STATED GOAL 1:
Put these entries into a JSON list of strings, one string per line with blank lines dropped, starting with the line that has "Each instance of the building" and going on through the end of the entries.

The book of Nehemiah is the second part. It tells the story of a man whose name was Nehemiah. He was a very important official who worked for the king of Persia. God sent Nehemiah to *Judah in order to do a special task. Nehemiah would help the *Jews to build the walls round Jerusalem again. He arrived in *Judah about 13 years after Ezra went there. The king appointed Nehemiah to be the ruler of *Judah. Nehemiah, like Ezra, helped the *Jews to obey God’s commands.

About city walls

In ancient times, most cities had city walls. The wall was an important defence that surrounded the city.

The wall would be strong and high. Many such walls were several metres thick. And they would make the city like a large castle.

The top of the wall would be flat. The city’s guards would walk on top of the wall. From there, they could watch for any criminals who were inside the city. Also, the guards would be able to see if an enemy army approached the city.

There would be some *towers along the wall. These were tall, strong buildings that the guards could use. And they would be very useful if there was a war.

The wall would have large gates. During the day, these gates were open. Traders and travellers could enter the city. And they could go to the market. But by night, the guards closed the gates. Then, nobody could enter. And the city would be safe.

Because the wall was so strong, people would use it for other purposes too. For example, people might build their houses against it. In some cities, these houses actually became part of the city wall. So, the wall became a row of houses.

Chapter 1

v1 This is the record of Nehemiah, who was the son of Hachaliah. It was the month called Kislev in the 20th year of King Artaxerxes’ rule. I was in Shushan, the king’s castle.

Verse 1

Nehemiah was a *Jew. He was an important servant of the king of Persia (Nehemiah 1:11). Many years earlier the *Persians had defeated the *Babylonians. Then the *Persian king had allowed the *Jews to return to *Judah from the *Babylonian *exile. Some of the *Jews had gone, but many of them still lived in Persia. Nehemiah was probably born in Persia. The book starts when Nehemiah was in Shushan. The *Persian kings had a palace there, which they used during the winter. The story of Esther in the Bible happened in Shushan (Esther 1:1-2).

v2 Hanani, one of my brothers, visited me. He had come from *Judah with some other men. I asked them about the *Jews who had escaped the *exile. Also, I asked Hanani and the other men about Jerusalem. v3 They told me about the *Jews who had escaped. ‘They are now living in *Judah. They suffer much trouble and shame. The walls of Jerusalem are now only heaps of stones. Fire has burned the gates of the city.’

Verses 2-3

Nehemiah’s brother and some other men came from *Judah to visit Nehemiah. He asked them for news about Jerusalem, which was the capital of *Judah.

Nehemiah was probably born in Persia. Probably he had never been to *Judah. But he cared about *Judah. It was the country that God had given to his people, called the *Jews. Nehemiah knew that the *Jews had not obeyed God. So God had punished them. God had made them live far away from *Judah in Babylon. But after 70 years, God had allowed them to return.

Nehemiah probably hoped to hear good news. God’s people were living back in the country that God had given to them. Nehemiah wanted to hear that they were happy there. He wanted to hear that they were serving God. But his brother gave him bad news. The people were not happy. Moreover, the walls of the city were just heaps of stones. We can read more about this in the book of Ezra. The people from other nations that lived near Jerusalem opposed the *Jews. They did not want the *Jews to build the city again (Ezra 4:7-23).

STATED GOAL 2:
From the passage about Nehemiah, copy out the words starting with "Nehemiah’s brother and" and going on through "them to return.".

RECORDS FOR PROCESSING:
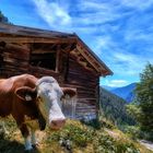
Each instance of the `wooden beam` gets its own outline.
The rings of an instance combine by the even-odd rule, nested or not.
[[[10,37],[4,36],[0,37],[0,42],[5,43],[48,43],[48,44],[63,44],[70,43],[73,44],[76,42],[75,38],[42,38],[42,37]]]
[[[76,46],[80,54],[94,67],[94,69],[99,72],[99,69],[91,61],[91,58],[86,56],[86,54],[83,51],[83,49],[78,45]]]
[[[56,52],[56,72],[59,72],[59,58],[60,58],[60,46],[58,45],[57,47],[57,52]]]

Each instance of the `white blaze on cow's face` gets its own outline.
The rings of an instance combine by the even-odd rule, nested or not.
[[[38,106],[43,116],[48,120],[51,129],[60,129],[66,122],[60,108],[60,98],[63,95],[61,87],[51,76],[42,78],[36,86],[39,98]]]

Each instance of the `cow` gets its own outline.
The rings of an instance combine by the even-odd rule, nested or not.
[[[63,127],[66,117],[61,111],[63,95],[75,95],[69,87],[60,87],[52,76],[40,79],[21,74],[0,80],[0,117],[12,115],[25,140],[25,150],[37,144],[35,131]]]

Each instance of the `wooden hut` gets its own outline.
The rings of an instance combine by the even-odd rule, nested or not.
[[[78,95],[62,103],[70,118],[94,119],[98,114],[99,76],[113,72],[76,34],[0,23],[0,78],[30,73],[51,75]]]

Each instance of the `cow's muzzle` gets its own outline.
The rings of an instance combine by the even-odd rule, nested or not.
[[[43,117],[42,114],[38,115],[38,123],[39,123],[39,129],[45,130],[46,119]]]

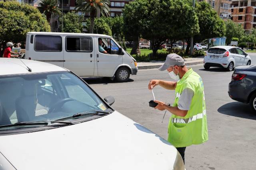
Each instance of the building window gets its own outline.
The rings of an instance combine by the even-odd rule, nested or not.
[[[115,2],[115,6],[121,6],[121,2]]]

EXPECTED OUTPUT 1:
[
  "Each instance of the building window gets its own outline.",
  "The rings of an instance combine by the even-odd rule, nested or not.",
  "[[[115,2],[115,6],[121,6],[121,2]]]"
]

EXPECTED OUTPUT 2:
Nehemiah’s brother and some other men came from *Judah to visit Nehemiah. He asked them for news about Jerusalem, which was the capital of *Judah.

Nehemiah was probably born in Persia. Probably he had never been to *Judah. But he cared about *Judah. It was the country that God had given to his people, called the *Jews. Nehemiah knew that the *Jews had not obeyed God. So God had punished them. God had made them live far away from *Judah in Babylon. But after 70 years, God had allowed them to return.